▶ _WORK INSTRUCTIONS_
Retype the stretch from "Despite these limitations, our" through "through subsequent studies." in the passage below on brain connectivity in COPD patients, keeping every word and mark unchanged.

[[ EXCERPT TO READ, beginning ]]

Despite these limitations, our study has significant value in complementing existing research on brain structural changes in COPD patients with cognitive impairment. Specifically, while other studies have focused on analyzing FC in brain regions with significant structural changes identified through previous research or morphometry, our study provides a comprehensive analysis of the entire brain. Additionally, while our study confirmed some similarities in FC changes found in previous research, it also presented the unique finding of increased RSFC in the PrCG, highlighting the need for further research in this area. Furthermore, certain areas such as the connection between the right SOG and left SFS, which showed a negative correlation with the MMSE score, require further validation through subsequent studies.
Conclusions
In summary, we investigated the FC in the brains of patients with COPD and compared them with healthy controls. Many statistically significant differences were found in specific brain regions, including those in the cingulate cortex and precentral gyrus, and also showed a significant correlation with clinical parameters, including respiratory symptoms and lung function. Further research is required to support this theoretical background, and this study may offer significant help to better understand the relationship between COPD and brain function.

[[ EXCERPT TO READ, end ]]
[[ DATA FOR REVIEW, beginning ]]

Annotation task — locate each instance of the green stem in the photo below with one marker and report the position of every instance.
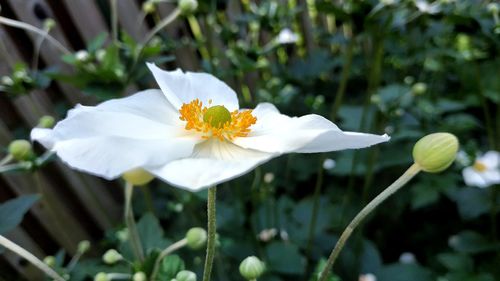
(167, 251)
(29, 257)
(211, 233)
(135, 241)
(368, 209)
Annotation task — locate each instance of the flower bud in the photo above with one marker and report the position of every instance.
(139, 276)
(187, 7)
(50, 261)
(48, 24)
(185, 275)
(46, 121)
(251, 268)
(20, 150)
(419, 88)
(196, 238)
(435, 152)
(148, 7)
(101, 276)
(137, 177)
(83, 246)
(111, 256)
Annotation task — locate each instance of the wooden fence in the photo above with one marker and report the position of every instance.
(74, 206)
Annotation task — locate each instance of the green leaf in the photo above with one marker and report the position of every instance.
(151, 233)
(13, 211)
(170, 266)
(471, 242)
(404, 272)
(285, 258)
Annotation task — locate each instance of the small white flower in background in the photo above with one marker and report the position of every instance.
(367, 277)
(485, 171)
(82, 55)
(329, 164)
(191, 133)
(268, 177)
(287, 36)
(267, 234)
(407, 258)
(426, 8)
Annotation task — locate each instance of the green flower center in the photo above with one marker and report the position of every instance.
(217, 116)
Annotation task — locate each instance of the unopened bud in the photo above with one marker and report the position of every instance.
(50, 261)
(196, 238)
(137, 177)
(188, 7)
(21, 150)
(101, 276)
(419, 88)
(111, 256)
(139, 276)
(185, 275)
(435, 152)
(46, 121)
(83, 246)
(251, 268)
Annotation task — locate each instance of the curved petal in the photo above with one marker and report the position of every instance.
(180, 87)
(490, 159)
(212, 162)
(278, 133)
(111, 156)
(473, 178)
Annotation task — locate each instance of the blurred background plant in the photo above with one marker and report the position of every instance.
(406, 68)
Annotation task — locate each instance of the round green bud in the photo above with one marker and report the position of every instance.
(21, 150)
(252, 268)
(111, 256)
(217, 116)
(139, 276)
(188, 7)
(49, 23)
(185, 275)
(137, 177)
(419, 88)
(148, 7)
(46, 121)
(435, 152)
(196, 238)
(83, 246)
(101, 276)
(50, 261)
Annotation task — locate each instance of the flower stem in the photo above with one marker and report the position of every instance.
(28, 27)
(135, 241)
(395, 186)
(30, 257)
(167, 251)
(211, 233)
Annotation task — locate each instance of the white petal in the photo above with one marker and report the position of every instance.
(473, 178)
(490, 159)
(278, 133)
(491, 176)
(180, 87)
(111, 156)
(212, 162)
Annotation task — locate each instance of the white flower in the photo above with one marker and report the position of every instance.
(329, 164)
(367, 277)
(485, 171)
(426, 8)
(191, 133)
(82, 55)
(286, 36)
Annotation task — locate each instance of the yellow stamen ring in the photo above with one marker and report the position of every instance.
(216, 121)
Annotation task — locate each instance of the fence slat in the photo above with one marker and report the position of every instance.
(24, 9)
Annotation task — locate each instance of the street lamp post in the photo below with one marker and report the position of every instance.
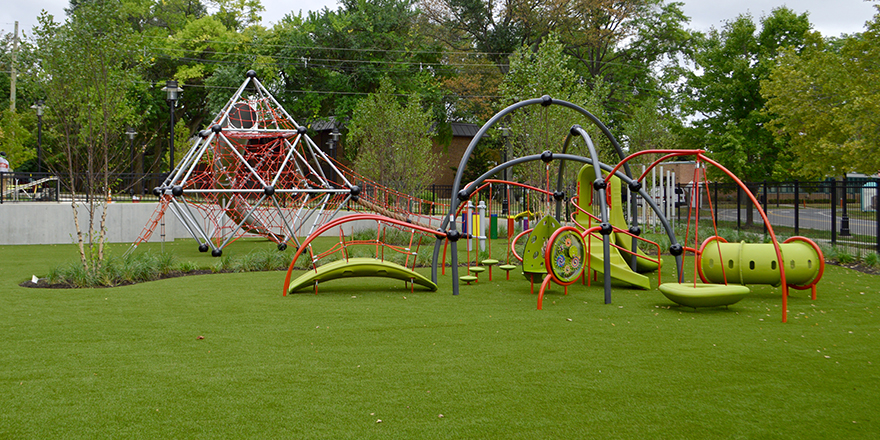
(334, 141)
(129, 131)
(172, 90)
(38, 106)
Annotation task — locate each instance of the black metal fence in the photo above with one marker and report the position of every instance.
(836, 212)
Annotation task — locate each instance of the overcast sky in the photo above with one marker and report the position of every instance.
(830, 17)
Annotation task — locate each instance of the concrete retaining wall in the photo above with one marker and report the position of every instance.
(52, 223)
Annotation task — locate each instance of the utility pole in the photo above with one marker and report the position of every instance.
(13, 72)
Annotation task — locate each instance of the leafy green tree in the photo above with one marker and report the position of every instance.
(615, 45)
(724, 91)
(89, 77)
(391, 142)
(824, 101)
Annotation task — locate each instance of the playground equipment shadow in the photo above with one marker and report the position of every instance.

[[ DATA FOR REVIEW, end ]]

▶ _SOLUTION TO THIS PROBLEM_
Despite these limitations, our study has significant value in complementing existing research on brain structural changes in COPD patients with cognitive impairment. Specifically, while other studies have focused on analyzing FC in brain regions with significant structural changes identified through previous research or morphometry, our study provides a comprehensive analysis of the entire brain. Additionally, while our study confirmed some similarities in FC changes found in previous research, it also presented the unique finding of increased RSFC in the PrCG, highlighting the need for further research in this area. Furthermore, certain areas such as the connection between the right SOG and left SFS, which showed a negative correlation with the MMSE score, require further validation through subsequent studies.